### [O que se pede]
Indique se cada afirmação abaixo está de acordo com o trecho sobre Belo Monte, respondendo sim ou não e citando entre aspas as palavras do trecho que decidem a questão. 1. A barragem de Itaipu fez desaparecer Sete Quedas. 2. Drummond escreveu um poema sobre as quedas d'água que iriam sumir. 3. Itaipu foi construída para impulsionar as indústrias do Nordeste.

### [Trecho do documento]
+---+

Certamente, a intensa unilateralidade dessa campanha fere o bom-senso do observador mais isento, menos maria-vai-com-as-outras. Acostumado a refletir, ponderar. E isso implica conhecer os dois lados da questão. As caras e coroas. Os prós e contras.


E, surpresa, quando se faz isso, está patente que a unilateralidade dessa campanha fere em cheio os interesses econômicos do Nordeste, que precisa urgentemente da energia de Belo Monte para dar sequência à sua tardia industrialização. É injusta com os 50 milhões de brasileiros – predominantemente habitantes do Nordeste, predominantemente descendentes de indígenas – que seriam beneficiados com o aporte da energia gerada por Belo Monte. 


Quantos movimentos ambientalistas foram tão fortemente articulados na imprensa quando, por exemplo,  a barragem de Itaipu varreu do mapa Sete Quedas -- uma maravilha natural na forma de quedas d'água -- para propulsionar as já pujantes indústrias do Sudeste? Quem ao menos se lembra disso num momento como o atual, de discussão? Quem vive lamentando Sete Quedas ou é retroativamente contra a construção de Itaipu? À época Drummond escreveu até poema para o conjunto de quedas d'água que iria desaparecer. E eram tão magníficas que ainda hoje reaparecem um poquinho, se o ano for de seca brutal.

+---+

### [Registros fornecidos]
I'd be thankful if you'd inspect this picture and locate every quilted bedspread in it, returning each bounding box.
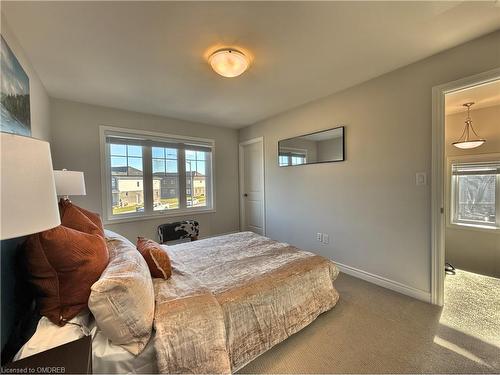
[154,232,339,373]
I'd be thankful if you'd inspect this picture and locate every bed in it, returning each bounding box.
[154,232,339,373]
[8,231,339,373]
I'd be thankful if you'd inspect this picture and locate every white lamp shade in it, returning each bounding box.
[54,169,86,195]
[0,133,61,240]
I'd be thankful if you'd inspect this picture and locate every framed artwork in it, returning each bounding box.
[0,37,31,136]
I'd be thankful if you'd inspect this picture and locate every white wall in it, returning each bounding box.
[240,32,500,298]
[51,99,239,241]
[1,13,50,141]
[445,105,500,277]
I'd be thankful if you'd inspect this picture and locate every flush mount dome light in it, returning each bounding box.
[208,48,249,78]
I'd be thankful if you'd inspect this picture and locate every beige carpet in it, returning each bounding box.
[240,271,500,373]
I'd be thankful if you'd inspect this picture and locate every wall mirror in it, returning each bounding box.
[278,126,344,167]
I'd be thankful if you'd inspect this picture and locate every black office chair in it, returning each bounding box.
[158,220,200,243]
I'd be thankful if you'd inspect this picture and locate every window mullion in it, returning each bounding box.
[495,173,500,228]
[142,146,153,215]
[177,147,188,209]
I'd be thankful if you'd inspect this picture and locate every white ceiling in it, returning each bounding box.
[445,81,500,115]
[1,1,500,128]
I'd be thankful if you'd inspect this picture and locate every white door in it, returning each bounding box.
[240,138,266,235]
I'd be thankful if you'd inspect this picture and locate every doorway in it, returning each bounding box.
[239,137,266,236]
[431,69,500,306]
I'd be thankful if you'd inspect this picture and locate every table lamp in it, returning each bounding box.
[0,133,61,240]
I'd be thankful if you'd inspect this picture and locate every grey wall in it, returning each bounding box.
[51,99,239,241]
[0,17,50,350]
[445,106,500,277]
[1,13,50,141]
[240,32,500,296]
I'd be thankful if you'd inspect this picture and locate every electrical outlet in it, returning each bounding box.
[415,172,427,186]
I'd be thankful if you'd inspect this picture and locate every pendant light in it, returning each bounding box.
[452,102,486,149]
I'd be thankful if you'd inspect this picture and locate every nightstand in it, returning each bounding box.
[2,336,92,374]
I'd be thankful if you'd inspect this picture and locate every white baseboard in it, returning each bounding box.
[334,261,431,303]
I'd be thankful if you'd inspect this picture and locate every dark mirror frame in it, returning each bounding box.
[277,125,345,168]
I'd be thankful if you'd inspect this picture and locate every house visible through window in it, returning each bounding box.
[451,162,500,228]
[103,130,213,220]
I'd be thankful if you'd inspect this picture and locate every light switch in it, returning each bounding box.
[415,172,427,185]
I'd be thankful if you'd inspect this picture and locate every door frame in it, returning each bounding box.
[238,137,266,236]
[431,68,500,306]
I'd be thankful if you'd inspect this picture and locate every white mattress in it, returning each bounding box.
[14,312,158,374]
[91,326,158,374]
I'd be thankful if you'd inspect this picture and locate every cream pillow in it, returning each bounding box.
[89,231,155,355]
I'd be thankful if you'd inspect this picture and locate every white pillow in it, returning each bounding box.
[14,311,90,361]
[89,231,155,355]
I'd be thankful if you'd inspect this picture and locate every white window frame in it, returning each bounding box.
[445,153,500,232]
[99,125,216,224]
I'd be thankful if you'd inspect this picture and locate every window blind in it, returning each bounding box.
[106,134,212,152]
[451,161,500,176]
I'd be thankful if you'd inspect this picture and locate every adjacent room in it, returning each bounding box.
[0,0,500,374]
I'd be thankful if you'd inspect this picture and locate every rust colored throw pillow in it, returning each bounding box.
[59,199,104,238]
[25,209,108,326]
[137,237,172,280]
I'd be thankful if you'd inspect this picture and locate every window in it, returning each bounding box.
[101,127,214,220]
[451,161,500,228]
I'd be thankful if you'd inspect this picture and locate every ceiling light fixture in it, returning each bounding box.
[452,102,486,149]
[208,48,250,78]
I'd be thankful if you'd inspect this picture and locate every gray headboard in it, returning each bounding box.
[0,237,39,364]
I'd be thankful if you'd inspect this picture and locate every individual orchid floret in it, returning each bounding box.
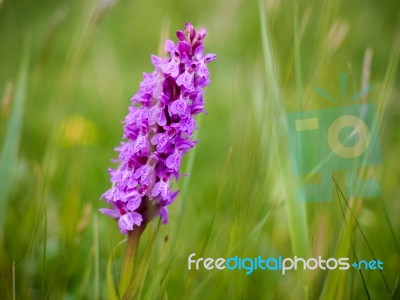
[100,23,216,234]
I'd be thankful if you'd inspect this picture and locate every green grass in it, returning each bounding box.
[0,0,400,299]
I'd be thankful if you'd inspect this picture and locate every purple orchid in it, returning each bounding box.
[100,23,216,234]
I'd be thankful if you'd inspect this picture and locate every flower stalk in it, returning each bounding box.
[100,23,216,298]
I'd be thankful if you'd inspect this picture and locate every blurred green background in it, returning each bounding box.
[0,0,400,299]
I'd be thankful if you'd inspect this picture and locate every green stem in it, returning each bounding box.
[119,226,144,295]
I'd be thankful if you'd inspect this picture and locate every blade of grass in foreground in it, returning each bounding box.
[0,37,30,226]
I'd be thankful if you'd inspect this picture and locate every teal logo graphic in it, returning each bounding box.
[288,74,382,202]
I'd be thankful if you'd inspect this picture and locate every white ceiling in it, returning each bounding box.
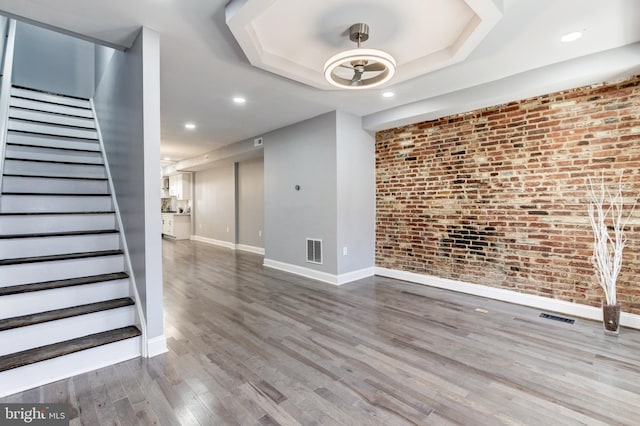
[226,0,502,90]
[0,0,640,164]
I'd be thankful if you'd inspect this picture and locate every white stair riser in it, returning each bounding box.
[0,306,136,356]
[0,215,116,235]
[5,145,102,164]
[0,194,113,213]
[4,160,107,178]
[9,107,95,129]
[0,233,120,259]
[0,336,142,398]
[11,87,91,108]
[0,255,124,287]
[10,98,93,118]
[7,132,100,151]
[8,120,98,139]
[0,278,131,319]
[2,176,109,194]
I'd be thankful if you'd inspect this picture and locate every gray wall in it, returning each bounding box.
[237,158,264,248]
[94,28,163,346]
[193,163,236,244]
[264,112,337,274]
[13,22,95,99]
[336,111,376,274]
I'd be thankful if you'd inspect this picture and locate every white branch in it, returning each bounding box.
[589,172,637,305]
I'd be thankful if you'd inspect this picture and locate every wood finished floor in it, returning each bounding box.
[0,241,640,426]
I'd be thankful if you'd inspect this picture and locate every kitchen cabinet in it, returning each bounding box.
[169,173,191,200]
[160,177,171,198]
[162,213,191,240]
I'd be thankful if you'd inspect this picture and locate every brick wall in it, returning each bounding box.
[376,76,640,314]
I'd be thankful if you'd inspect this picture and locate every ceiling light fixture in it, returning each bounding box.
[324,24,396,89]
[560,31,582,43]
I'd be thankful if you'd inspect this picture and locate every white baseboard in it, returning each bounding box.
[0,337,140,398]
[375,267,640,329]
[190,235,236,250]
[147,334,169,358]
[337,266,375,285]
[263,259,374,285]
[191,235,264,256]
[235,244,264,256]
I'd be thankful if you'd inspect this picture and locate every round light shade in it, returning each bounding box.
[324,48,396,89]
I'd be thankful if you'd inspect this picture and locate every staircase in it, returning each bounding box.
[0,87,141,397]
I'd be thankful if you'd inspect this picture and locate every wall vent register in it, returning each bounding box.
[307,238,322,265]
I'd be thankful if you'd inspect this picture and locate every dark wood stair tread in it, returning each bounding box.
[0,210,115,216]
[0,297,134,331]
[0,250,122,266]
[0,229,119,240]
[9,105,93,123]
[5,156,104,167]
[0,272,129,296]
[7,129,100,144]
[0,326,142,371]
[4,173,107,180]
[11,84,91,103]
[7,129,99,143]
[9,117,96,132]
[2,192,111,197]
[7,139,101,154]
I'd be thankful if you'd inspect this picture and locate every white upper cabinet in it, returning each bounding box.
[169,173,191,200]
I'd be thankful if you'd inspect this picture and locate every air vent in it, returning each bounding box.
[307,238,322,265]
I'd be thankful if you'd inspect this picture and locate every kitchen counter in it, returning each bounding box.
[162,212,191,240]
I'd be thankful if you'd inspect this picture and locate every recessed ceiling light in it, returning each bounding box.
[560,31,582,43]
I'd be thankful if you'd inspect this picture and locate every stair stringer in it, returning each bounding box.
[0,19,16,193]
[89,98,149,358]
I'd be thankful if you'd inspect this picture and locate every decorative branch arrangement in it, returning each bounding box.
[589,171,637,305]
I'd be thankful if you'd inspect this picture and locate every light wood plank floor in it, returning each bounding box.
[0,241,640,426]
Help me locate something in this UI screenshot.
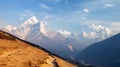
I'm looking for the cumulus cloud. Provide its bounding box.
[83,32,97,39]
[110,22,120,33]
[83,24,113,39]
[40,3,51,10]
[105,3,114,8]
[68,45,74,51]
[19,10,34,20]
[89,24,105,31]
[83,8,90,13]
[57,30,71,37]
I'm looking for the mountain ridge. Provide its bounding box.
[0,30,78,67]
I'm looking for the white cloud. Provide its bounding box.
[19,10,34,20]
[89,24,105,31]
[68,45,74,51]
[57,30,71,37]
[46,0,61,3]
[83,8,90,13]
[83,24,113,39]
[83,32,97,39]
[104,3,114,8]
[110,22,120,33]
[40,3,51,10]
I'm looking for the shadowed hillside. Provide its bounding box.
[0,31,78,67]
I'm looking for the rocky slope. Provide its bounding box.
[0,31,78,67]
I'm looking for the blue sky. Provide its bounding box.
[0,0,120,32]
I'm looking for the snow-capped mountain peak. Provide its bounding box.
[40,22,47,34]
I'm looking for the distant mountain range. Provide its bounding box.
[76,33,120,67]
[2,16,113,59]
[0,30,83,67]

+---+

### [Resolução do exercício]
1. Sim: "a barragem de Itaipu varreu do mapa Sete Quedas".
2. Sim: "À época Drummond escreveu até poema para o conjunto de quedas d'água que iria desaparecer."
3. Não: "para propulsionar as já pujantes indústrias do Sudeste".